◆ Text to read ◆
Working with PySpark ArrayType Columns

This post explains how to create DataFrames with ArrayType columns and how to perform common data processing operations.

Array columns are one of the most useful column types, but they're hard for most Python programmers to grok. The PySpark array syntax isn't similar to the list comprehension syntax that's normally used in Python.

This post covers the important PySpark array operations and highlights the pitfalls you should watch out for.

Create ArrayType column

Create a DataFrame with an array column.

df = spark.createDataFrame(
    [("abc", [1, 2]), ("cd", [3, 4])], ["id", "numbers"]
)
df.show()

+---+-------+
| id|numbers|
+---+-------+
|abc| [1, 2]|
| cd| [3, 4]|
+---+-------+

Print the schema of the DataFrame to verify that the numbers column is an array.

df.printSchema()

root
 |-- id: string (nullable = true)
 |-- numbers: array (nullable = true)
 |    |-- element: long (containsNull = true)

numbers is an array of long elements.

◆ Material supplied ◆
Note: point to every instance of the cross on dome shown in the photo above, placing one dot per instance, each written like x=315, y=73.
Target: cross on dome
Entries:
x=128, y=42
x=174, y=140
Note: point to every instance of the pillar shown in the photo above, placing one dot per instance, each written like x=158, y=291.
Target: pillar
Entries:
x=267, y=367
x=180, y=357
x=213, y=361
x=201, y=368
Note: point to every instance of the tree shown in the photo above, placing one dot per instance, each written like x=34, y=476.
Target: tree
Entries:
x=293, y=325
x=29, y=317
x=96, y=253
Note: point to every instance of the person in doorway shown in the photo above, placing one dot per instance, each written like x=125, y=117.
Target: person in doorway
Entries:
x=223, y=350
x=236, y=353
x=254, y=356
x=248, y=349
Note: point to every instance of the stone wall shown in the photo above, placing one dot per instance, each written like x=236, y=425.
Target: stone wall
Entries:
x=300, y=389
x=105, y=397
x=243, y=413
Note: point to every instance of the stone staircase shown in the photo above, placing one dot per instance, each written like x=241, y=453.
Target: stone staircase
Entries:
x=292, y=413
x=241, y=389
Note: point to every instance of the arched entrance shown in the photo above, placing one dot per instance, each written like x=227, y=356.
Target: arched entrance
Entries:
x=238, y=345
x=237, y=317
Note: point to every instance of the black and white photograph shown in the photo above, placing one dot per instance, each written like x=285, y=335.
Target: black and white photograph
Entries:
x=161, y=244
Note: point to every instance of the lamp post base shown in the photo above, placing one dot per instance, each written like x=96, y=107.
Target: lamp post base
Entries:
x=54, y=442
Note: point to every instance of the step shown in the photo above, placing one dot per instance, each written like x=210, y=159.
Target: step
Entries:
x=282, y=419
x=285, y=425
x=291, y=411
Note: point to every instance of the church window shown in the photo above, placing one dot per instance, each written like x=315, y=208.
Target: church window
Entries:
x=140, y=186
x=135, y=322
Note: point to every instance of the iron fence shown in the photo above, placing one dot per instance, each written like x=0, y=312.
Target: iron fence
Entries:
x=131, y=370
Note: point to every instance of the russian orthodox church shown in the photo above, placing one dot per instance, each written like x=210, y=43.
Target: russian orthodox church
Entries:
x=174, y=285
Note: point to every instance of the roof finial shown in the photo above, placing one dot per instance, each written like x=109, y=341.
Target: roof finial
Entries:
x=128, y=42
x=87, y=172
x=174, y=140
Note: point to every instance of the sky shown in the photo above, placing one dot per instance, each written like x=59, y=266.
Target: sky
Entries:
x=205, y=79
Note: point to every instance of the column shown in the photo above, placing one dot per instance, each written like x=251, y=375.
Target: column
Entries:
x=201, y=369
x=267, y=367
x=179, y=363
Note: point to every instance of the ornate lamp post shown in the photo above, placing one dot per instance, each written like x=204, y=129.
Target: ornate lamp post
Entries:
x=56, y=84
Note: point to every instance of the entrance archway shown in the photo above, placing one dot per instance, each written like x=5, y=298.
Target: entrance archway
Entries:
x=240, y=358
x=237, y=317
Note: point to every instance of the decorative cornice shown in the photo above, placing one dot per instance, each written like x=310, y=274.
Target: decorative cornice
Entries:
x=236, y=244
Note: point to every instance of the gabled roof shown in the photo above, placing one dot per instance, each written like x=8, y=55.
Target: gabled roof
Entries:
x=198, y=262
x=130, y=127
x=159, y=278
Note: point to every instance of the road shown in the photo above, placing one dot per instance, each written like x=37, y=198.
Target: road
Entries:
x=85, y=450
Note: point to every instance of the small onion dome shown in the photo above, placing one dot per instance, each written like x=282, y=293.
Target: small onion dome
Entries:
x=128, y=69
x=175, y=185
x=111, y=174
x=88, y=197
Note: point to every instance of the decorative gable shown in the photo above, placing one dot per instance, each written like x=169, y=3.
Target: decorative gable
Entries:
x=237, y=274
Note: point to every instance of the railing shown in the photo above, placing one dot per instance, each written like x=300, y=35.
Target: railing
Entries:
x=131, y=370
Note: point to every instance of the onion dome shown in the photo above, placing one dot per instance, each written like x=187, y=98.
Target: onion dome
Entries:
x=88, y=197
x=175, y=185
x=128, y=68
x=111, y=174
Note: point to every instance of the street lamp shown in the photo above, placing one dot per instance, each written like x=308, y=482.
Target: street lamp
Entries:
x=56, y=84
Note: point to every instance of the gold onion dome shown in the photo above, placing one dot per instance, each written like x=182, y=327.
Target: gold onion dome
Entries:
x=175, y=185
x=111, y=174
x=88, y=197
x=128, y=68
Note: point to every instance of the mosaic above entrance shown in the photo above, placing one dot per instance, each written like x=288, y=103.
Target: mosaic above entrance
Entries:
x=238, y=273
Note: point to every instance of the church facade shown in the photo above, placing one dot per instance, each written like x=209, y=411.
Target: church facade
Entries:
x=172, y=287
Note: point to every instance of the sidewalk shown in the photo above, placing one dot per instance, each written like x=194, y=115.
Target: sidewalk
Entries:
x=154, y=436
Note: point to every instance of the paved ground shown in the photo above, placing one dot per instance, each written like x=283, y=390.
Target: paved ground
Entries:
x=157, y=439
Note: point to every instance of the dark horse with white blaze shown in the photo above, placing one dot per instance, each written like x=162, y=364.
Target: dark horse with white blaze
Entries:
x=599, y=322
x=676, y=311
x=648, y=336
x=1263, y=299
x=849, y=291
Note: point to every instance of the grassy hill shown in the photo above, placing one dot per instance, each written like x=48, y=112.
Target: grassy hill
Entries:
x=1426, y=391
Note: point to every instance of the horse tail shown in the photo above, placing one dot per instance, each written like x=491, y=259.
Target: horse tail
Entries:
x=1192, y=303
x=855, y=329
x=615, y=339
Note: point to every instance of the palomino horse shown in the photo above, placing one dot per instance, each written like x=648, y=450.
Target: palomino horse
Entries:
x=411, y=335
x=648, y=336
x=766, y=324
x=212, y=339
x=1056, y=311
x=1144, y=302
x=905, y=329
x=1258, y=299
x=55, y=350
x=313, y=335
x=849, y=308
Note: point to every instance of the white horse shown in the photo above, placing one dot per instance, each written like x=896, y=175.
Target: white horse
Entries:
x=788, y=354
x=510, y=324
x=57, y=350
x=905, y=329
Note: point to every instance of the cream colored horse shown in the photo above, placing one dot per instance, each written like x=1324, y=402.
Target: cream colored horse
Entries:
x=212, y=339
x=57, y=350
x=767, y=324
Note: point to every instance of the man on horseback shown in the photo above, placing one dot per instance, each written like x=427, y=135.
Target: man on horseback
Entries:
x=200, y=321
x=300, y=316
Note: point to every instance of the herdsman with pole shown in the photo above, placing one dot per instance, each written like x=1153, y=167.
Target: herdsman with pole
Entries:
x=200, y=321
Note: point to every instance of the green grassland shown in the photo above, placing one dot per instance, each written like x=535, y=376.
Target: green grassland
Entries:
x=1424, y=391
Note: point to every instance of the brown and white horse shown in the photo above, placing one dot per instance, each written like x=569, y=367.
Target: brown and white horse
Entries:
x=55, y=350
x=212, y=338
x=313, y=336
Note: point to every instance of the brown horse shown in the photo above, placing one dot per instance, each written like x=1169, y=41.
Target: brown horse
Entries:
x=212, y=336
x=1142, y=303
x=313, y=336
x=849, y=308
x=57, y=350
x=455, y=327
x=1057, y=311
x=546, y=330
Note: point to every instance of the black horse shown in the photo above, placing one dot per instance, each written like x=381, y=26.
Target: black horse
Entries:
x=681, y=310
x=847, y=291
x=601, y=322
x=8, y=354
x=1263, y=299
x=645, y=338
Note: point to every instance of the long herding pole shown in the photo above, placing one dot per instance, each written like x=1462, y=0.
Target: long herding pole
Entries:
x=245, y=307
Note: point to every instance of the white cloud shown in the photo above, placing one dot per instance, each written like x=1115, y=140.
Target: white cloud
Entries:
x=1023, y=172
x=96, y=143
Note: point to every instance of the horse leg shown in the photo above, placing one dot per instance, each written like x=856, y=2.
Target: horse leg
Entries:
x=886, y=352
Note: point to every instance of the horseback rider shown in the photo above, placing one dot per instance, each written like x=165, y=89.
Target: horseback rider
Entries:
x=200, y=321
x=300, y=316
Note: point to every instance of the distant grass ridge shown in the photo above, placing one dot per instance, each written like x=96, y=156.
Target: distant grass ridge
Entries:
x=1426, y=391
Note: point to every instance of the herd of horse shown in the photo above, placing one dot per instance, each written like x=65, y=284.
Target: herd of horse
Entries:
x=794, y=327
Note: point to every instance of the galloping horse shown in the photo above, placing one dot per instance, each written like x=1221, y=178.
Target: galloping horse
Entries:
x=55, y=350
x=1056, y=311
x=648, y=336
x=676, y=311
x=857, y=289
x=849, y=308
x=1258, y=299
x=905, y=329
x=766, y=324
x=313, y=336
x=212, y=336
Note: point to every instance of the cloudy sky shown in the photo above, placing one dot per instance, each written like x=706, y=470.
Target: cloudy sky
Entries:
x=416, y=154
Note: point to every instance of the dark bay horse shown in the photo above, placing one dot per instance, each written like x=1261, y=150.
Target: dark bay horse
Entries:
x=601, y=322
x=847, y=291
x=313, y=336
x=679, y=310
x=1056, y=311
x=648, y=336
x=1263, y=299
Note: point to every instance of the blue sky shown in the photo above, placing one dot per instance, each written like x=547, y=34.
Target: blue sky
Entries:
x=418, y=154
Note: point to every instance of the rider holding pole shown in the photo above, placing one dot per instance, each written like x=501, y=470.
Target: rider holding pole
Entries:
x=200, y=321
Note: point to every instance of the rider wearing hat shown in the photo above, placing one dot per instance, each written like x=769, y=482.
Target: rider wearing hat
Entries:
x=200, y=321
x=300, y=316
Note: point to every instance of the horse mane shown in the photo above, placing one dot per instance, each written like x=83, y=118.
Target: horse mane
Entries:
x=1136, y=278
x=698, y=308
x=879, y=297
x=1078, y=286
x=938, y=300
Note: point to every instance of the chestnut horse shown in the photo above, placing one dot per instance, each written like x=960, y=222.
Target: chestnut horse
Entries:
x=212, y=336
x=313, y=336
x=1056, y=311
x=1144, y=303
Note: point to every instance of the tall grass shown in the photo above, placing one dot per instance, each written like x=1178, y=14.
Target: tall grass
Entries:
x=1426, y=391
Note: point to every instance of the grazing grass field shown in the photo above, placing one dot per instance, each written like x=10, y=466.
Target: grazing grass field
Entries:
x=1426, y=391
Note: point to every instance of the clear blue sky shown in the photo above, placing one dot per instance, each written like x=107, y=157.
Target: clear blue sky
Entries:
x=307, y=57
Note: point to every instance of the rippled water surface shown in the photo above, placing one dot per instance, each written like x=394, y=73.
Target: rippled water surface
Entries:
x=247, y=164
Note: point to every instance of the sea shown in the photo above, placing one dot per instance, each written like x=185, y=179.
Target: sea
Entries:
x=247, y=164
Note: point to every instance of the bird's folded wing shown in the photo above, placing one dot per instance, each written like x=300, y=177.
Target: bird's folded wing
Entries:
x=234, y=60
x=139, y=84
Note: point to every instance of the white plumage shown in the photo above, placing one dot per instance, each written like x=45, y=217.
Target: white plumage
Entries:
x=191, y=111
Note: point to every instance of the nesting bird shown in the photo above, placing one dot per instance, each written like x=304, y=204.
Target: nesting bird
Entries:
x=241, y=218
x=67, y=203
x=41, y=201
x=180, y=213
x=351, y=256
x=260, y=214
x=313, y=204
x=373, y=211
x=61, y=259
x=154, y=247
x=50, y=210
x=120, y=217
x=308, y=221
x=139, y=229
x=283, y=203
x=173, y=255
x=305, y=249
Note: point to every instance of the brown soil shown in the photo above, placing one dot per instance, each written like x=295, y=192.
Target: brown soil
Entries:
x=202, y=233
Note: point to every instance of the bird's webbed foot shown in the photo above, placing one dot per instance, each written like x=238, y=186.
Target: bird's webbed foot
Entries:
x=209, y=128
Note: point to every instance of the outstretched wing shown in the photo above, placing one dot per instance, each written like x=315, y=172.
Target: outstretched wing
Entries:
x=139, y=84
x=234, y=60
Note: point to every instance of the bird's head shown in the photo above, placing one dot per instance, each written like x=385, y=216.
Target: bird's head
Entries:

◆ Short task 1 ◆
Answer these questions about the PySpark array post, one per line: (a) What two column names are passed when the DataFrame is created? (b) Which method prints the schema? (c) What type are the elements of the numbers column?
◆ Short task 2 ◆
From the PySpark array post, extract the passage starting with "Working with PySpark" and going on through "data processing operations.", copied word for word.
◆ Short task 3 ◆
Translate this sentence from the PySpark array post into Spanish: "Print the schema of the DataFrame to verify that the numbers column is an array."

◆ Full solution 1 ◆
(a) id and numbers
(b) df.printSchema()
(c) long

◆ Full solution 2 ◆
Working with PySpark ArrayType Columns

This post explains how to create DataFrames with ArrayType columns and how to perform common data processing operations.

◆ Full solution 3 ◆
Imprime el esquema del DataFrame para verificar que la columna numbers es un array.